_DIE AUFGABEN:_
a – Beantworte diese Fragen zum Text über den Audio-Gipfel:
(i) Wofür haben Menschen die „geschenkte Zeit“ in den Lockdowns unter anderem genutzt?
(ii) Wie heißt der Podcast von Micky Beisenherz?
(iii) Wohin sollten informative Inhalte laut Schiwa Schlei in Krisenzeiten platziert werden?
b – Stimmen diese Aussagen mit dem Text über den Audio-Gipfel überein? Antworte jeweils mit Ja oder Nein und zitiere die entscheidenden Worte aus dem Text.
(i) In der Corona-Krise vertrauten die Menschen dem Hörfunk am meisten.
(ii) Micky Beisenherz hat sich bei der Entwicklung seines Podcasts am Markt orientiert.
(iii) Schiwa Schlei findet, die Branche solle an strenger Formalisierung festhalten.
───── VORGEGEBENER TEXT
Audio-Gipfel: More relevant than ever. Über die Kraft von Audio in herausfordernden Zeiten
Hörfunk und Podcast als Krisengewinnler
Inhalte, die über Radiosender oder Podcasts verbreitet werden, haben von der Corona-Pandemie und dem Ukraine-Krieg profitiert. Die „geschenkte Zeit“ in den Lockdowns während der Corona-Pandemie haben Menschen unter anderem zum Hören von langen Podcasts verwendet.
In dieser Krise ist Hörfunk das Medium gewesen, dem die Menschen am meisten vertrauten, um sich „als Orientierung vor der Haustür“ über die Pandemie zu informieren. Mit Ausbruch des Ukraine-Kriegs haben Hörfunk und Podcasts den Menschen geholfen, durch die richtige Mischung aus Information und Unterhaltung Unsicherheiten aufzufangen und von Problemen abzulenken. So lauten die Erkenntnisse von Branchen-Expert:innen, die im Rahmen der MEDIENTAGE MÜNCHEN über Erfolgsfaktoren und Herausforderungen auf dem Audiomarkt diskutiert haben.
„Mach, was dich persönlich interessiert“, beschrieb Micky Beisenherz sein Erfolgsrezept. Bei der Entwicklung seines Podcast „Apokalypse&Filterkaffee“ habe er sich nicht „am Markt“ orientiert, sondern habe „aus persönlicher Überzeugung gehandelt“. Eine klare Struktur, die der „Routine der Hörer“ entspreche, sei dann der notwendigen „Professionalisierung der Arbeit“ geschuldet. Produktions- und redaktionelle Kompetenz sei notwendig, damit Gespräche möglich werden mit „Leuten, die Überraschendes erzählen“ und das aktuelle Geschehen kommentieren, erläuterte der Moderator und Podcast-Host.
Schiwa Schlei, Programmchefin der WDR-Wellen 1 Life und Cosmo, betonte in der anschließenden Diskussion, dass Podcasts dem Hörfunk helfen würden, das „herauszuarbeiten, was Radio ausmacht“. Die Branche müsse weg von strenger Formalisierung mit „drei Fragen, drei Antworten“. Schlei pflichtete Beisenherz bei, dass Hörfunk wieder „längere Wortstrecken und das Unerwartete“ innerhalb eines Programmformats zulassen müsse. Um in Zeiten von Krisen die Anzahl der Zuhörer:innen zu erhöhen, müssten informative Inhalte „nach vorne“ platziert werden, empfahl Schlei.
──────────
───── DATENAUSZÜGE
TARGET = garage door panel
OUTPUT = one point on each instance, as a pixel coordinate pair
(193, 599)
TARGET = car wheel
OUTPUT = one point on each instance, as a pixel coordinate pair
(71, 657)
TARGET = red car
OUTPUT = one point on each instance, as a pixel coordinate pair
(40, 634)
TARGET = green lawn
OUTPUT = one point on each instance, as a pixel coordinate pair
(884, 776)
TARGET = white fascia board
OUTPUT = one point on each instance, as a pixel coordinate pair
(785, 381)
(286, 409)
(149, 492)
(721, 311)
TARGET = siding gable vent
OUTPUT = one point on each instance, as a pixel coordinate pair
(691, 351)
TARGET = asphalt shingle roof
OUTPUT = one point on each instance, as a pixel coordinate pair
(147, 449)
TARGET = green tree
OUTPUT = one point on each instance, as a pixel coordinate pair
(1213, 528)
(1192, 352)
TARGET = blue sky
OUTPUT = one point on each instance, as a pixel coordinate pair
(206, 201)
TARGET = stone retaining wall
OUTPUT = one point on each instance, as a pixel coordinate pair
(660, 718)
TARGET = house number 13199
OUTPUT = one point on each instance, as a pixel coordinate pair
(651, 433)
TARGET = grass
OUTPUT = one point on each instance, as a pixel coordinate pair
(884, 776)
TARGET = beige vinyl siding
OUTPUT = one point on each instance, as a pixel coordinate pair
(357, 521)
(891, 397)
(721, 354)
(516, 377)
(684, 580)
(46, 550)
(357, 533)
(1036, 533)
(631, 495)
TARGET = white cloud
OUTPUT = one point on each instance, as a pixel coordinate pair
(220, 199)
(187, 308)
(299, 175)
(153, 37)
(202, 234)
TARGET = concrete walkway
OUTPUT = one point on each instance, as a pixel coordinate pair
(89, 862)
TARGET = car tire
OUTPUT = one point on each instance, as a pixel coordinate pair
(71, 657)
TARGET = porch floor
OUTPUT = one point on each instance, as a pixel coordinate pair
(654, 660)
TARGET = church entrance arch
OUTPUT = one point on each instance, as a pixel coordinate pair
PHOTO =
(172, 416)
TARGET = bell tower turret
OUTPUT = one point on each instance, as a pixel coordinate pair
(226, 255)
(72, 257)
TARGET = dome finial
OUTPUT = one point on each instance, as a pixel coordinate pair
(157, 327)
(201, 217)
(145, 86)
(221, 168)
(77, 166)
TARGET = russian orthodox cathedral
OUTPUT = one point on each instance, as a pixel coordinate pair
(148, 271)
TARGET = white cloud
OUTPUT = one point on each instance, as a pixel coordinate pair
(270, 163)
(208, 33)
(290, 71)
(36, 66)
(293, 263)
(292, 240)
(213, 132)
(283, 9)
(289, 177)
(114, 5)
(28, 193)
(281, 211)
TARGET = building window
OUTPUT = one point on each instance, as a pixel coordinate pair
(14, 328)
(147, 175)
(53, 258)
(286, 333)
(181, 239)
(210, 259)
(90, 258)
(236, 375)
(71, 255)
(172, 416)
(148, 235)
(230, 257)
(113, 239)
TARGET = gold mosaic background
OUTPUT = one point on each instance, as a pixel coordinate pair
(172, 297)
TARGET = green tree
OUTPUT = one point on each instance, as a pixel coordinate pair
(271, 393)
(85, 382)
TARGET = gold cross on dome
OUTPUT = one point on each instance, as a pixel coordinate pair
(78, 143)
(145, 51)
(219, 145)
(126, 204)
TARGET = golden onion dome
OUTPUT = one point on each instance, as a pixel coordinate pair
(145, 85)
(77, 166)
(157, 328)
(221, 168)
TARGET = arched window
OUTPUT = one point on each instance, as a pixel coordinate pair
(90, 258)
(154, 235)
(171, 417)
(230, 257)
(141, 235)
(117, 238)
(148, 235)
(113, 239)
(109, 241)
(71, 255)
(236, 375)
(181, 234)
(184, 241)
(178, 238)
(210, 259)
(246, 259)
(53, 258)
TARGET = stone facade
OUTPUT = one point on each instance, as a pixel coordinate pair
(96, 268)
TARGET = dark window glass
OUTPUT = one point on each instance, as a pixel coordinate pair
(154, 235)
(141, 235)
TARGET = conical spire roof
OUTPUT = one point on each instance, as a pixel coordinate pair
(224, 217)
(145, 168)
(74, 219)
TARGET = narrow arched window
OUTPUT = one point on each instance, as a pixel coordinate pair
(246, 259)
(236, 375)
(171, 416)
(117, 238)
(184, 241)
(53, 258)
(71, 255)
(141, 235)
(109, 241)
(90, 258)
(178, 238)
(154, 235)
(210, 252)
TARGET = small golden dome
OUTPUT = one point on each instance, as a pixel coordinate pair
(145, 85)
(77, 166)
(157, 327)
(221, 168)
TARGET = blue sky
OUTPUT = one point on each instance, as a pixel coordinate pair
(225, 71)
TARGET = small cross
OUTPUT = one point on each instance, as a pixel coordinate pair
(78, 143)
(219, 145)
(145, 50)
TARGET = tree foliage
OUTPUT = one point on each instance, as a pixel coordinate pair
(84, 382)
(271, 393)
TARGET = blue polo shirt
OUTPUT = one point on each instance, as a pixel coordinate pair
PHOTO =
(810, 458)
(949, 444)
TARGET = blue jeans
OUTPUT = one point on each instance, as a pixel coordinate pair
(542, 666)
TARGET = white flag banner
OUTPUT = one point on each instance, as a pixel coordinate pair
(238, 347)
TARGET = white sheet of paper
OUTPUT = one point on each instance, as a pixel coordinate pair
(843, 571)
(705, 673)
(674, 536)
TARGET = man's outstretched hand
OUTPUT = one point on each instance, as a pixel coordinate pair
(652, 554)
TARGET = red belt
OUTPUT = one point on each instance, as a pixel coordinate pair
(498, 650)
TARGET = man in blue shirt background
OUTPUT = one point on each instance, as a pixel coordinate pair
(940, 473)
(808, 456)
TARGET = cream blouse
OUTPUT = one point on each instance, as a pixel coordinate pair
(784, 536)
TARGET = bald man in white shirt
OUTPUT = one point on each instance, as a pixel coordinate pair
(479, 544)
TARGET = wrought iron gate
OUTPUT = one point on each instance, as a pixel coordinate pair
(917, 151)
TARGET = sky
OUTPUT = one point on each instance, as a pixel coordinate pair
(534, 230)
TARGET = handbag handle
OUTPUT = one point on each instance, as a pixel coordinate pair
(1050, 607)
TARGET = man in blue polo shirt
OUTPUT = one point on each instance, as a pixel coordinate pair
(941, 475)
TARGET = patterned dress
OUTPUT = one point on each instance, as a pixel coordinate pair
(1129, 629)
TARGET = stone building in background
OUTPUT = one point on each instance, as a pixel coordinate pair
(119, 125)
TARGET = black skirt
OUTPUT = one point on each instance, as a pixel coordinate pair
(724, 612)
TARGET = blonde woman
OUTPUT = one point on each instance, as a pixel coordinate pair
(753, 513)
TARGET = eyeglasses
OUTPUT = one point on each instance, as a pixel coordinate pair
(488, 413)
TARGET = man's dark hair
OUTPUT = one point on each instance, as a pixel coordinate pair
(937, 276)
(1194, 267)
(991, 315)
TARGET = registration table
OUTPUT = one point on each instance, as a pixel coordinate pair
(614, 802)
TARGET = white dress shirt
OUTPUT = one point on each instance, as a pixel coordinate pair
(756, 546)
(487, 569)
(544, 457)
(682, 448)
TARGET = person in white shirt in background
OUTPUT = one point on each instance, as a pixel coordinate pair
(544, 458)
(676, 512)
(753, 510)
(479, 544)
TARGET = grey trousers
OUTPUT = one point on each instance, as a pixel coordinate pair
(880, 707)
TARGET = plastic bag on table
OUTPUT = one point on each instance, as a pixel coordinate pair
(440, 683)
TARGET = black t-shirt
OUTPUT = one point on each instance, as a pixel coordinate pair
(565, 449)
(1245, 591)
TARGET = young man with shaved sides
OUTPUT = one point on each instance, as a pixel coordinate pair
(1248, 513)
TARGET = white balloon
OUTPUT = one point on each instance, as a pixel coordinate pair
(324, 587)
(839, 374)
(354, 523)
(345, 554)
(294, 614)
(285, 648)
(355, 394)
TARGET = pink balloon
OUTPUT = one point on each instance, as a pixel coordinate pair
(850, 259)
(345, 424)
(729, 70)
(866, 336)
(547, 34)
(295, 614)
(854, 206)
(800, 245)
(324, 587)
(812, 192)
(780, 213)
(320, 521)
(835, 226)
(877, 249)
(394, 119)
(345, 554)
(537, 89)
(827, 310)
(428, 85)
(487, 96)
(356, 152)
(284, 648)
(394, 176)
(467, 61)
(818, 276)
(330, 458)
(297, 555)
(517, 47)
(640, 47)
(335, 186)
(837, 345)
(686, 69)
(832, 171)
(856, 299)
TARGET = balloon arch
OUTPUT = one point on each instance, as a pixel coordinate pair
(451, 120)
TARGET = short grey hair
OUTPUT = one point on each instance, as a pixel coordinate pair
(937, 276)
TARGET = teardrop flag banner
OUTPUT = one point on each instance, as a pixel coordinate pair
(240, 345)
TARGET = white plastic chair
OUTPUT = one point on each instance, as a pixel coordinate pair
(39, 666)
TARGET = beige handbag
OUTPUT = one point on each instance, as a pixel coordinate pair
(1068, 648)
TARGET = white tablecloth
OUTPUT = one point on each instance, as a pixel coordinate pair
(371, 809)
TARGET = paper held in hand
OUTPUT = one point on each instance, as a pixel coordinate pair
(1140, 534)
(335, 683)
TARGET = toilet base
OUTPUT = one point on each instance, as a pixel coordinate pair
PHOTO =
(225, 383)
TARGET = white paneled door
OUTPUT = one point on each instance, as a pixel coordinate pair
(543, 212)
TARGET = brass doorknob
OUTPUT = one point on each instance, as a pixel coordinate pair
──────────
_ANTWORTEN DER REIHE:_
a –
(i) Zum Hören von langen Podcasts.
(ii) „Apokalypse&Filterkaffee“.
(iii) „Nach vorne“.

b –
(i) Ja: »In dieser Krise ist Hörfunk das Medium gewesen, dem die Menschen am meisten vertrauten«
(ii) Nein: »habe er sich nicht „am Markt“ orientiert«
(iii) Nein: »Die Branche müsse weg von strenger Formalisierung«